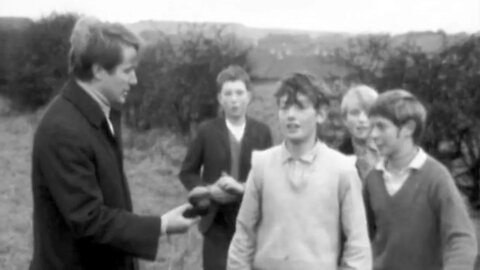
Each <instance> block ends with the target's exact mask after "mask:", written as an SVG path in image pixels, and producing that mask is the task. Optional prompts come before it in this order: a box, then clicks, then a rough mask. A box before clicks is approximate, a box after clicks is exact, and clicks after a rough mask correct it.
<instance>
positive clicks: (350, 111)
mask: <svg viewBox="0 0 480 270" xmlns="http://www.w3.org/2000/svg"><path fill="white" fill-rule="evenodd" d="M350 114H351V115H354V116H357V115H360V110H359V109H353V110H350Z"/></svg>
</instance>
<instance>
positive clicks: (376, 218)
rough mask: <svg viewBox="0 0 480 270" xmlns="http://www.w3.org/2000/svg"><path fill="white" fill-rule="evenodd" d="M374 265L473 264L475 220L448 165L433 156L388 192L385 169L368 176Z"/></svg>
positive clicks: (379, 268)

• • • •

#### To do:
Although the records include pictures, the copy should reproduce every line exactly and none of the pictures.

#### Exercise output:
Each <instance> block ends with the target's exact mask after "mask:", written as an SVG path in image pixels, and producing that mask is the task. Optional prompts come before it in this order: a box, then clicks, then a rough mask. A box before clicks is approximate, a box after clicks is exact, and clicks after a rough mask correct it.
<instance>
positive clicks: (350, 111)
mask: <svg viewBox="0 0 480 270" xmlns="http://www.w3.org/2000/svg"><path fill="white" fill-rule="evenodd" d="M350 114H351V115H354V116H357V115H360V110H359V109H353V110H350Z"/></svg>
</instance>
<instance>
positive clicks: (376, 218)
rough mask: <svg viewBox="0 0 480 270" xmlns="http://www.w3.org/2000/svg"><path fill="white" fill-rule="evenodd" d="M374 265L473 264L475 220L448 165L433 156L388 192L385 169L368 176Z"/></svg>
positive clicks: (379, 268)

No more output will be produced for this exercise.